◆ **The records**:
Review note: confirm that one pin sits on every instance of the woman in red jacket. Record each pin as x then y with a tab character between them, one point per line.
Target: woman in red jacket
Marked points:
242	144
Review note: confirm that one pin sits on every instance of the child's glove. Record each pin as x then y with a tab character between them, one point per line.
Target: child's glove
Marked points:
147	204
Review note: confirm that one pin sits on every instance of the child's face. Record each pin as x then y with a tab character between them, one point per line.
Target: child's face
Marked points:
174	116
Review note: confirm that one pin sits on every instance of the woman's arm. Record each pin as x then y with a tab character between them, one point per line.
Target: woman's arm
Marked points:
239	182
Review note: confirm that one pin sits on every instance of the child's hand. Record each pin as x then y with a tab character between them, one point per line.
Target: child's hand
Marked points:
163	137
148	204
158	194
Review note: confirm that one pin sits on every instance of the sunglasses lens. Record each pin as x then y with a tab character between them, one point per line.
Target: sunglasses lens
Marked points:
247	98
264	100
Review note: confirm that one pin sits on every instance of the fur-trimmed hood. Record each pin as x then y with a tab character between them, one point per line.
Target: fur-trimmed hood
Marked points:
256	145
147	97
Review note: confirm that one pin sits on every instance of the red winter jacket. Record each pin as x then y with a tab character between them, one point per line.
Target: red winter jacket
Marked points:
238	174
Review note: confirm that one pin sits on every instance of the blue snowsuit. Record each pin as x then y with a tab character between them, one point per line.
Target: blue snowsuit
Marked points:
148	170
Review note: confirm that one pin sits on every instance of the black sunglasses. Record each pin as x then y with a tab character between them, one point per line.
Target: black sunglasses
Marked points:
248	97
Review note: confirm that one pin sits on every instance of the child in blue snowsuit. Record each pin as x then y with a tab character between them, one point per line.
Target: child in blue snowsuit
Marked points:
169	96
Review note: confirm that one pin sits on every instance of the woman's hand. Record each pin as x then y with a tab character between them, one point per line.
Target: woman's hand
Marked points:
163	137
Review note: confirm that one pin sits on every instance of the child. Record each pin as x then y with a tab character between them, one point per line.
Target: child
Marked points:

◆ **What needs to be done**: Express the data as a JSON list of strings, one string per line, starting with the line that contains "of the black" and going on through the last line of the data, with blank lines left out.

◆ **The output**:
[
  "Review note: confirm that one pin sits on every instance of the black sunglasses. Record each pin as x then y with a tab character between them, one point per line.",
  "Target: black sunglasses",
  "Marked points:",
  "248\t97",
  "Review note: confirm that one pin sits on every instance of the child in blue snowsuit. Record each pin as x then y with a tab character between them, one point per line.",
  "Target: child in blue snowsuit",
  "Marked points:",
  "169\t96",
  "Review note: confirm that one pin sits on every instance of the woman's hand. Record each pin as x then y with a tab character between them, one point per line.",
  "Target: woman's hand",
  "Marked points:",
  "163\t137",
  "Review note: confirm that one pin sits on every instance of the child. Record each pin as x then y with a tab character between them, one point per line.",
  "Target: child",
  "Marked points:"
]